[Point labeling dataset excerpts]
-.-.-

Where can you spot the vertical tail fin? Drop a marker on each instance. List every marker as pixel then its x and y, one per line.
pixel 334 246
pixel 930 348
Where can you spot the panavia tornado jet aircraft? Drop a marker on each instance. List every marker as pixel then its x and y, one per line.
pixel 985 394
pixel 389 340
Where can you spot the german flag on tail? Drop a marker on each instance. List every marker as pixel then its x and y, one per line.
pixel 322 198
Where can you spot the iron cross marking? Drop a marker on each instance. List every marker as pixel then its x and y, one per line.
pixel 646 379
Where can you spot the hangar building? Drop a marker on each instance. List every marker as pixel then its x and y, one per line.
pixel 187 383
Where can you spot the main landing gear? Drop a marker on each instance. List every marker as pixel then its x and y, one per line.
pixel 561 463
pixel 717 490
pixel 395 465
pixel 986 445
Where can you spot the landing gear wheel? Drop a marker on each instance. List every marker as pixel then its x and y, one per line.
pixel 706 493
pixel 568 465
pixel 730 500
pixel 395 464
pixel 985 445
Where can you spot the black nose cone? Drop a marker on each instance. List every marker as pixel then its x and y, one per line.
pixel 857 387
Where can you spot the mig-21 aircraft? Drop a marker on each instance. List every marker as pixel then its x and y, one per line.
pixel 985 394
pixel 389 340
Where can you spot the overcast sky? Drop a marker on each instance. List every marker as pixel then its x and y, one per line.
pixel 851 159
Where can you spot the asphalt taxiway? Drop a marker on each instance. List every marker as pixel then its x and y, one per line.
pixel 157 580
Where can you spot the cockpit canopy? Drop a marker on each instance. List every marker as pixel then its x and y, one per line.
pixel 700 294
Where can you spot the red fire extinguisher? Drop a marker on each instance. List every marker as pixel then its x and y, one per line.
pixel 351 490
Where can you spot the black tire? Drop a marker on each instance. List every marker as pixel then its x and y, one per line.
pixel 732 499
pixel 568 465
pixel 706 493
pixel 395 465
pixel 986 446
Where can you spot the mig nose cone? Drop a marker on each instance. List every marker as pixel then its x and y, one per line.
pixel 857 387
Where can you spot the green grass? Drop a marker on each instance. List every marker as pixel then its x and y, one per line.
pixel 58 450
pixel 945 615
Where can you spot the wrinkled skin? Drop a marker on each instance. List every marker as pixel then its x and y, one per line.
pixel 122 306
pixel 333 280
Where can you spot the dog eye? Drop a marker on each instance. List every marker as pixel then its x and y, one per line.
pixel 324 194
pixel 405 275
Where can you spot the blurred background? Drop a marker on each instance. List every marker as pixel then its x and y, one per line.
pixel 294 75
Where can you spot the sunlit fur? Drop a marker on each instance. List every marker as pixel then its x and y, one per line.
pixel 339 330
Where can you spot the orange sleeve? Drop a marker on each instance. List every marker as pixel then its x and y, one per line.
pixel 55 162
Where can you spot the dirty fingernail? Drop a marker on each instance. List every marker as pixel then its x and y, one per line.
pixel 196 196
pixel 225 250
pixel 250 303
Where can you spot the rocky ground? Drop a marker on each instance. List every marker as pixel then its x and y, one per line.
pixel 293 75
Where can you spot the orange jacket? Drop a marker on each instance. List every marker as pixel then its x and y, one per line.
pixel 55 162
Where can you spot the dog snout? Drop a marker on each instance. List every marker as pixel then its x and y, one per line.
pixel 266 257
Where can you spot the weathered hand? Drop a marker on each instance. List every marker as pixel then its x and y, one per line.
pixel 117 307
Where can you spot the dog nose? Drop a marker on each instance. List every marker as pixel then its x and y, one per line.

-.-.-

-- EXERCISE DIRECTIONS --
Restate the data above word for word.

-- TASK RESULT --
Where can you spot the vertical tail fin? Drop a marker on each instance. List every marker as pixel then its x and y, one per line.
pixel 334 246
pixel 930 348
Where can you spot the panavia tornado jet aircraft? Drop a marker on each instance. List every marker as pixel then its x and y, one per line.
pixel 985 394
pixel 389 340
Where can you spot the german flag on tail? Drop a marker on each instance. List every marker as pixel then its x and y, one per line.
pixel 322 198
Where can you spot the iron cross marking? Drop a marker on each instance. List every marker as pixel then its x and y, one per line.
pixel 646 379
Where can you spot the hangar building? Drop a marker on each instance. List every marker as pixel then its x and y, one per line.
pixel 187 383
Where can you spot the main landing gear? Drop a marker on each instance. List every marker as pixel then its x and y, one per line.
pixel 561 463
pixel 717 490
pixel 395 465
pixel 986 445
Where can you spot the landing gear wheel? Drop a marker on each instance. List every marker as pixel then its x and y, one per line.
pixel 706 493
pixel 568 465
pixel 730 500
pixel 395 464
pixel 985 445
Where can you spot the black nose cone? Drop a marker on each instance. List every marker as pixel then its x and y, one per line.
pixel 857 387
Where can you spot the mig-21 aircraft? Drop a marker on each instance. List every marker as pixel then its x and y, one per line.
pixel 985 394
pixel 389 340
Where can you spot the overcast sky? Drop a marker on each instance. List every marker as pixel then its x and y, one per line.
pixel 851 159
Where can you spot the asphalt taxiway? Drop a marker on each instance. List every marker as pixel then its x and y, one per line.
pixel 157 580
Where can you spot the cockpit canopy? Drop a marker on each instance. List every marker as pixel then its x and y, one per line.
pixel 700 294
Where can you spot the red fire extinguisher? Drop a marker on each instance. List every marker as pixel then its x and y, one per line.
pixel 351 490
Where can you spot the black tire? Drop a marker on each instance. List every marker as pixel then its x and y, one per line.
pixel 732 499
pixel 568 465
pixel 706 493
pixel 395 465
pixel 986 446
Where can you spot the mig nose cone? Drop a marker on each instance. List every marker as pixel then its x and y, one per line.
pixel 857 387
Where can you spot the green grass? Drop a marker on each instance. List every marker as pixel then its x and y, one per line.
pixel 58 450
pixel 945 615
Where can you spot the wrinkled skin? Drop a marker on each instance. List every marker as pixel then its x and y, one per line.
pixel 122 306
pixel 333 280
Where can you spot the dog eye? Drop a marker on each instance. List every marker as pixel then its x and y, one per line.
pixel 324 194
pixel 405 275
Where can you spot the blurred background? Drop a marker on each instance. List every marker as pixel then its x and y, one per line.
pixel 294 75
Where can you spot the sunlit fur? Drop a marker on each instance. List every marker as pixel then its x and y, one per line.
pixel 339 330
Where can you spot the orange sleeve? Drop a marker on each instance. List every marker as pixel then its x and y, one per line.
pixel 55 162
Where can you spot the dirty fingernail? Drop a marker on each instance. List every marker as pixel then its x and y, one per line.
pixel 196 196
pixel 225 250
pixel 250 303
Where can you spot the rocky ground? Drop a marker on each instance. List every marker as pixel then its x and y, one per line.
pixel 293 75
Where can you spot the orange jacket? Drop a marker on each instance. List every marker as pixel then its x and y, one per line.
pixel 55 162
Where can you spot the dog snout? Drop a marker on each instance. List every marker as pixel then its x and y, one per line.
pixel 266 257
Where can you spot the weathered hand? Drop a marker on each instance. List every marker as pixel then its x and y, one per line.
pixel 117 307
Where can you spot the dog nose? Drop a marker on each instance. List every marker as pixel then its x and y, one per line.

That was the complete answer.